Required work: Without any pictures, the records below should be reproduced exactly.

Data:
-- Opening Marker --

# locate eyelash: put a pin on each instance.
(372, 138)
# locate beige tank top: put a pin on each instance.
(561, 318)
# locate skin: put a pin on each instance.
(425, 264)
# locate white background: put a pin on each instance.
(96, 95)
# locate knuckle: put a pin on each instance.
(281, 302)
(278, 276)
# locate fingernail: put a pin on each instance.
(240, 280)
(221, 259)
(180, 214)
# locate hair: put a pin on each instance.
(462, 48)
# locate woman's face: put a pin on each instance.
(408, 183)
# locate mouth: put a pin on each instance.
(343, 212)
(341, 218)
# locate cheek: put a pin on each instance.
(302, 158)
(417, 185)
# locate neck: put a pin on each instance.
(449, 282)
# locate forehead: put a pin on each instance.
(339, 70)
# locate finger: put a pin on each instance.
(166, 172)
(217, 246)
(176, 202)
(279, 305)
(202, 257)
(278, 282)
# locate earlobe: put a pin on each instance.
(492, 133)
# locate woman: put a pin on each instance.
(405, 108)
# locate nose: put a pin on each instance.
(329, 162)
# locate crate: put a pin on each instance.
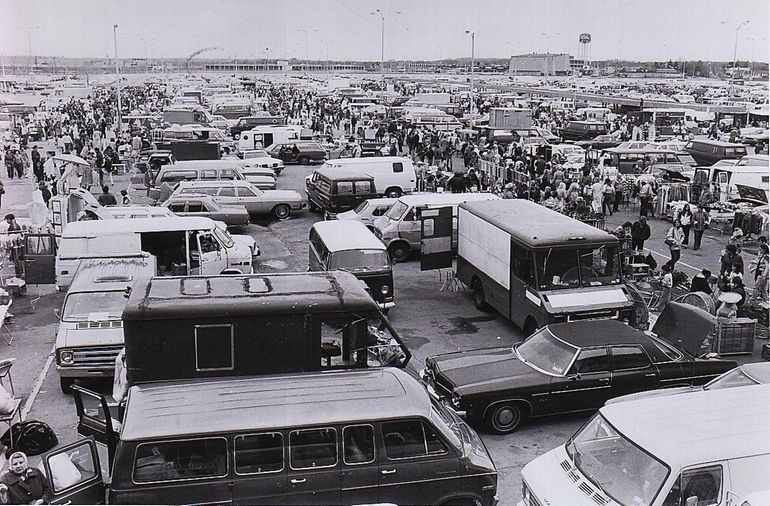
(735, 337)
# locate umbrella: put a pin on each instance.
(71, 159)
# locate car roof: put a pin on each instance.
(339, 235)
(162, 298)
(697, 427)
(536, 225)
(222, 406)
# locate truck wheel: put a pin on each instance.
(505, 417)
(66, 384)
(478, 295)
(281, 211)
(398, 252)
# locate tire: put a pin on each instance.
(478, 295)
(282, 211)
(66, 384)
(399, 252)
(505, 417)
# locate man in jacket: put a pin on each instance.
(700, 220)
(640, 232)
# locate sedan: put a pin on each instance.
(564, 368)
(204, 205)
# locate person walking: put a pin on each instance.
(640, 232)
(700, 221)
(685, 218)
(674, 240)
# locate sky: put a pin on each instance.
(414, 29)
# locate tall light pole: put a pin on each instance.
(117, 74)
(473, 62)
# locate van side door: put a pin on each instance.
(416, 465)
(74, 474)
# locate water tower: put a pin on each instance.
(584, 51)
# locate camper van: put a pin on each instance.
(182, 246)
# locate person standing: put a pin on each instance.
(640, 232)
(700, 220)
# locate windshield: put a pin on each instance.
(94, 306)
(730, 379)
(359, 260)
(569, 268)
(614, 464)
(543, 351)
(397, 211)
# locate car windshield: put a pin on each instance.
(615, 464)
(360, 260)
(397, 211)
(730, 379)
(94, 306)
(545, 352)
(570, 268)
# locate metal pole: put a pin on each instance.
(117, 73)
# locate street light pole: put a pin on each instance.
(473, 61)
(117, 74)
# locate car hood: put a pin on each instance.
(485, 370)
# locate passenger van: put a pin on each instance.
(400, 228)
(708, 152)
(90, 331)
(344, 437)
(182, 246)
(393, 175)
(350, 246)
(701, 448)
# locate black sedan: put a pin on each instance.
(564, 368)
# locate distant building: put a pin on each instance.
(535, 64)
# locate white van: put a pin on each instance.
(182, 246)
(90, 333)
(393, 175)
(702, 448)
(400, 229)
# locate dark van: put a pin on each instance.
(709, 152)
(336, 189)
(582, 130)
(347, 437)
(349, 246)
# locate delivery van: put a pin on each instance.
(182, 245)
(90, 331)
(393, 175)
(701, 448)
(400, 228)
(343, 437)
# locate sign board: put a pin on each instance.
(435, 238)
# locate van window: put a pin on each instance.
(181, 460)
(214, 347)
(704, 483)
(313, 448)
(358, 444)
(259, 453)
(410, 438)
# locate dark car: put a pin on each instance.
(574, 366)
(300, 152)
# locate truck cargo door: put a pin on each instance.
(435, 238)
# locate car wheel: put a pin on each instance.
(398, 252)
(66, 385)
(505, 417)
(281, 211)
(478, 295)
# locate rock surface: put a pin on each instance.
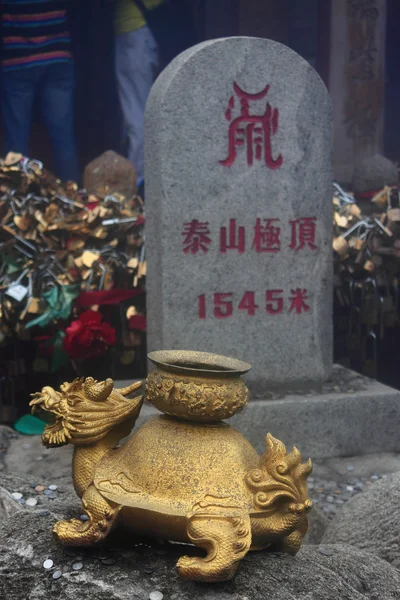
(110, 173)
(8, 506)
(373, 173)
(317, 525)
(371, 521)
(120, 570)
(226, 278)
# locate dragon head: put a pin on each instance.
(84, 411)
(280, 482)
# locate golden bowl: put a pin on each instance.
(197, 386)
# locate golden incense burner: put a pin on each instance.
(183, 476)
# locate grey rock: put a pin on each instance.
(374, 173)
(317, 524)
(186, 139)
(340, 572)
(66, 500)
(55, 464)
(371, 521)
(6, 434)
(8, 506)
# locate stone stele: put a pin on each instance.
(238, 144)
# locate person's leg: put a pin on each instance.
(136, 59)
(57, 101)
(18, 92)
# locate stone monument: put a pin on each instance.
(238, 208)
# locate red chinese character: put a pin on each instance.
(196, 237)
(266, 237)
(233, 244)
(252, 131)
(303, 233)
(297, 300)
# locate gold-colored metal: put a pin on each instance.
(188, 479)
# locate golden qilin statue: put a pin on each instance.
(184, 475)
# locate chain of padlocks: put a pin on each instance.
(367, 276)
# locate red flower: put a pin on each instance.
(88, 337)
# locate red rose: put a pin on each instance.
(88, 337)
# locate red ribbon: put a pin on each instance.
(106, 297)
(138, 322)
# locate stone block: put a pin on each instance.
(110, 173)
(239, 210)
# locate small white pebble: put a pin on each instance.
(31, 502)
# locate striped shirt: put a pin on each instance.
(35, 32)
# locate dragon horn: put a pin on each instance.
(131, 388)
(98, 392)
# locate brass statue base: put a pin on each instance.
(184, 476)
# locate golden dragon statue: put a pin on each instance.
(188, 478)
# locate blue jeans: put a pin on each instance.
(54, 85)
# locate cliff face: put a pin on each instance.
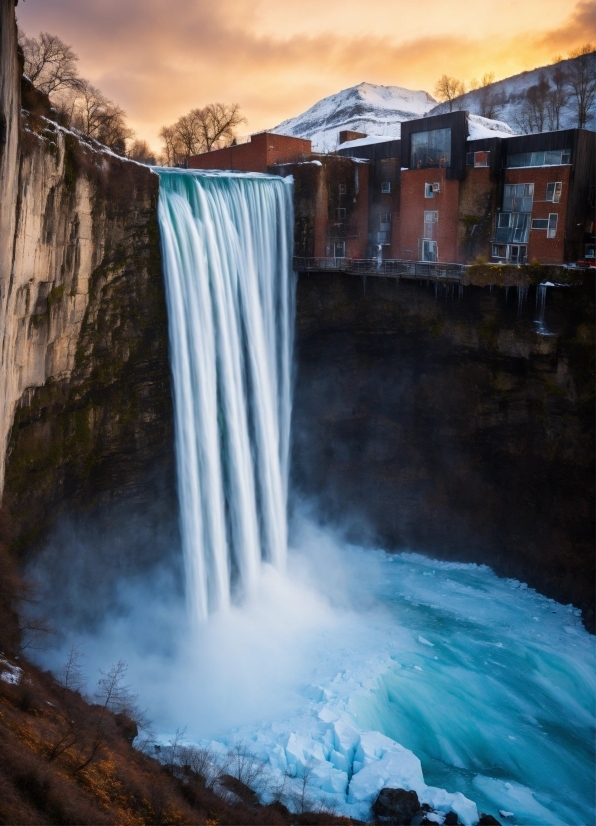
(10, 102)
(449, 425)
(86, 411)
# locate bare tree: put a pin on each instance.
(448, 88)
(581, 76)
(50, 64)
(97, 117)
(489, 101)
(532, 114)
(556, 99)
(201, 130)
(115, 696)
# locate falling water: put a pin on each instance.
(541, 306)
(227, 249)
(522, 293)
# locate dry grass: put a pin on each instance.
(64, 760)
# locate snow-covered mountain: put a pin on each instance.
(507, 98)
(375, 110)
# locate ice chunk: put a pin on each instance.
(384, 764)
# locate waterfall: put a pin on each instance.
(227, 249)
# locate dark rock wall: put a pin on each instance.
(100, 439)
(447, 424)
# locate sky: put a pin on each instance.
(275, 58)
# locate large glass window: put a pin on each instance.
(430, 149)
(518, 197)
(512, 226)
(553, 157)
(431, 217)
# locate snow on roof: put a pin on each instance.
(480, 127)
(368, 141)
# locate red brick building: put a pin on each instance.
(262, 151)
(331, 206)
(435, 195)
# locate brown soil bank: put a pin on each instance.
(444, 422)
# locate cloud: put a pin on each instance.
(580, 28)
(158, 60)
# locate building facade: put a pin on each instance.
(442, 193)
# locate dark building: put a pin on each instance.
(446, 192)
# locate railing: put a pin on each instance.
(392, 268)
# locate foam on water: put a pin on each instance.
(472, 690)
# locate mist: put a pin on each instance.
(240, 667)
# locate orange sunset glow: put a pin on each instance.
(159, 59)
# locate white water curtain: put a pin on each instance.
(227, 243)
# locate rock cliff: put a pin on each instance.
(454, 425)
(86, 412)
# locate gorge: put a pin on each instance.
(425, 420)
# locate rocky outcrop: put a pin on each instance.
(86, 410)
(10, 103)
(451, 424)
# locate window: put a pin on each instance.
(553, 192)
(477, 158)
(554, 157)
(512, 226)
(518, 197)
(513, 253)
(430, 149)
(431, 217)
(429, 251)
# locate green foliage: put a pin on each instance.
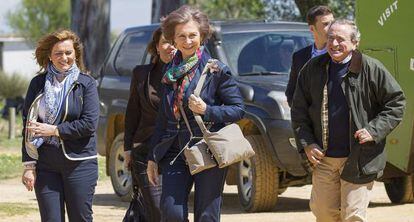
(12, 86)
(13, 209)
(10, 166)
(34, 19)
(342, 9)
(232, 9)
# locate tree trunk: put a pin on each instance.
(162, 8)
(90, 20)
(305, 5)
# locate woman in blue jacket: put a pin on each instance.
(220, 102)
(60, 118)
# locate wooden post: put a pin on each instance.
(12, 122)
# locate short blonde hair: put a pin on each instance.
(46, 43)
(183, 15)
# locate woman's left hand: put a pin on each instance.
(42, 129)
(197, 105)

-- Closing Marker --

Output for this exercise:
# locate eyelash: put a pin on each instance.
(372, 138)
# locate beige tank top: put a pin on each instance.
(561, 318)
# locate skin: put a pin on each instance.
(425, 264)
# locate white background: put a pin on each instance.
(96, 95)
# locate knuckle: put a pin on each instance.
(281, 302)
(278, 276)
# locate fingernail: put a pin on each instance.
(240, 280)
(221, 259)
(180, 214)
# locate hair: put a pin on each instance.
(462, 48)
# locate woman's face: put a pin on each instance.
(408, 183)
# locate mouth: put a pin on each instance.
(343, 212)
(341, 218)
# locate cheek: put a pin on each instance.
(302, 158)
(417, 185)
# locate neck: put a pin on each instance.
(449, 282)
# locate forehead: put a pin on each instance.
(339, 70)
# locate finger: put a pin on each instance.
(166, 172)
(217, 246)
(176, 202)
(279, 305)
(202, 257)
(278, 282)
# locate earlobe: put a pin on each instance.
(492, 133)
# locate woman: put a pin on each instance.
(405, 108)
# locate nose: put a pin on each instance.
(329, 162)
# locate crate: put a pin on each instance.
(735, 337)
# locate umbrella: put a pin on each instance.
(71, 159)
# locate car roof: put a pin on each instance.
(339, 235)
(162, 298)
(697, 427)
(536, 225)
(222, 406)
# locate truck wheel: put a pin on each instance.
(505, 417)
(66, 384)
(478, 295)
(281, 211)
(398, 252)
# locate tire: put a pin on each instance.
(478, 295)
(282, 211)
(66, 384)
(399, 252)
(505, 417)
# locate man in jacket: put a pin on each instance.
(700, 220)
(640, 232)
# locate sedan: put a pin on each instance.
(564, 368)
(204, 205)
# locate person walking: put a pin on each instance.
(640, 232)
(700, 221)
(685, 218)
(674, 240)
# locate sky: put a pin on each instance.
(414, 29)
# locate tall light pole: put a pin on each instance.
(117, 74)
(473, 62)
# locate van side door: put a pin on each instance.
(416, 465)
(74, 474)
# locate water tower: put a pin on each instance.
(584, 51)
# locate camper van: put a pin on each instance.
(182, 246)
# locate person standing: put a pin on each instance.
(640, 232)
(700, 220)
# locate windshield: put a pin on each instance.
(94, 306)
(730, 379)
(359, 260)
(569, 268)
(614, 464)
(543, 351)
(397, 211)
# locate car windshield: put a pin on each instance.
(615, 464)
(360, 260)
(397, 211)
(730, 379)
(94, 306)
(545, 352)
(570, 268)
# locate metal pole: put a pin on each instance.
(117, 73)
# locate street light pole: put a pin on each instance.
(473, 61)
(117, 74)
# locate car hood: put a pin on each instance.
(485, 370)
# locate passenger van: put a pin on each instance.
(400, 228)
(708, 152)
(90, 331)
(344, 437)
(182, 246)
(393, 175)
(350, 246)
(701, 448)
# locate black sedan: put a pin on each instance.
(564, 368)
# locate distant building: put a pin on each instance.
(535, 64)
# locate white van: put a pin on each instance.
(182, 246)
(90, 333)
(393, 175)
(702, 448)
(400, 229)
# locate dark van: put a pin on each instance.
(709, 152)
(336, 189)
(582, 130)
(347, 437)
(349, 246)
# locate delivery van: put a pin on each instance.
(182, 245)
(90, 331)
(393, 175)
(701, 448)
(400, 228)
(343, 437)
# locate sign board: put a pin on each instance.
(435, 238)
# locate van window: put a pin on each instance.
(181, 460)
(214, 347)
(704, 483)
(313, 448)
(358, 444)
(259, 453)
(410, 438)
# locate dark car: put a pin on each instance.
(574, 366)
(300, 152)
# locate truck cargo door: put a pin on each instance.
(435, 238)
# locate car wheel: put a pin on each instance.
(398, 252)
(66, 385)
(505, 417)
(281, 211)
(478, 295)
# locate rock surface: put a pin on each instance.
(110, 173)
(8, 506)
(373, 173)
(317, 525)
(371, 521)
(120, 570)
(226, 278)
# locate dragon head: put a pin on each instance.
(84, 411)
(280, 482)
# locate golden bowl: put a pin on each instance.
(197, 386)
# locate golden incense burner: put a pin on each instance.
(183, 476)
# locate grey rock: put a pin on each instance.
(374, 173)
(317, 524)
(186, 139)
(340, 572)
(66, 500)
(55, 464)
(371, 521)
(6, 434)
(8, 506)
# locate stone stele: put a pin on each instance.
(238, 144)
# locate person's leg: put a pin on each instance.
(136, 59)
(57, 101)
(18, 92)
# locate stone monument: put a pin on each instance.
(238, 208)
# locate red chinese character: put a pin on each instance.
(196, 237)
(266, 237)
(233, 244)
(252, 131)
(303, 233)
(297, 300)
# locate gold-colored metal: put a pin on each instance.
(188, 479)
# locate golden qilin statue: put a pin on each instance.
(184, 475)
# locate chain of padlocks: put a pin on each instance.
(367, 276)
# locate red flower: put a pin on each instance.
(88, 337)
# locate red rose: put a pin on each instance.
(88, 337)
# locate red ribbon: put a pin on each instance.
(106, 297)
(138, 322)
# locate stone block: put a pin on each instance.
(110, 173)
(239, 210)
# locate small white pebble: put a pin on each instance.
(31, 502)
# locate striped shirt: put a pin on each instance.
(35, 32)
# locate dragon horn: put a pin on each instance.
(131, 388)
(98, 392)
# locate brass statue base: put a pin on each instance.
(184, 476)
# locate golden dragon statue: put a pin on each instance.
(188, 478)
# locate blue jeans: put a pin on each instance.
(54, 85)
# locate cliff face: put a pin on each instance.
(10, 102)
(449, 425)
(86, 411)
# locate bare tree: put a pin on each instance.
(448, 88)
(581, 76)
(50, 64)
(97, 117)
(489, 101)
(532, 114)
(556, 99)
(201, 130)
(115, 696)
# locate falling water: put a pin on each instance.
(541, 306)
(227, 249)
(522, 293)
# locate dry grass: put a pin on each instance.
(64, 760)
# locate snow-covered mountain: put a pin on each instance.
(507, 98)
(375, 110)
# locate ice chunk: put a pin on each instance.
(384, 764)
# locate waterfall: put a pin on each instance.
(227, 249)
# locate dark rock wall: put a pin on each instance.
(100, 439)
(447, 424)
# locate sky: put a pin on each instance.
(275, 58)
# locate large glass window: put a pin on each instance.
(430, 149)
(518, 197)
(512, 226)
(553, 157)
(431, 217)
# locate snow on roof: put a pin on each instance.
(480, 127)
(368, 141)
# locate red brick building: put a pin on each instance.
(262, 151)
(331, 206)
(435, 195)
# locate brown soil bank: put a pin on each instance.
(444, 422)
# locate cloud: put a pin on each instance.
(580, 28)
(158, 60)
# locate building facade: put a pin on each instance.
(442, 193)
# locate dark building: put a pin on each instance.
(446, 192)
# locate railing: put a pin on each instance.
(392, 268)
# locate foam on water: put a pin on each instance.
(472, 690)
# locate mist: put a pin on each instance.
(240, 667)
# locate orange sunset glow: put a pin on each instance.
(159, 59)
# locate white water curtain: put a pin on each instance.
(227, 243)
# locate rock cliff: put a pin on each instance.
(454, 425)
(86, 412)
# locate gorge: put a pin on each instance.
(425, 420)
# locate rocky outcrop: put a pin on each instance.
(86, 410)
(10, 103)
(451, 424)
# locate window: put a pin on each instance.
(553, 192)
(477, 158)
(554, 157)
(512, 226)
(518, 197)
(513, 253)
(430, 149)
(431, 217)
(429, 251)
# locate green foliage: put a pin on each instance.
(12, 86)
(13, 209)
(10, 166)
(34, 19)
(342, 9)
(232, 9)
# locate tree trunk: put a pin on each instance.
(162, 8)
(90, 20)
(305, 5)
# locate woman in blue jacket: put a pin on each instance.
(220, 102)
(60, 118)
# locate wooden post: put a pin on each instance.
(12, 122)
# locate short blonde hair: put a pin on each instance.
(46, 43)
(183, 15)
# locate woman's left hand: put a pin on each instance.
(42, 129)
(197, 105)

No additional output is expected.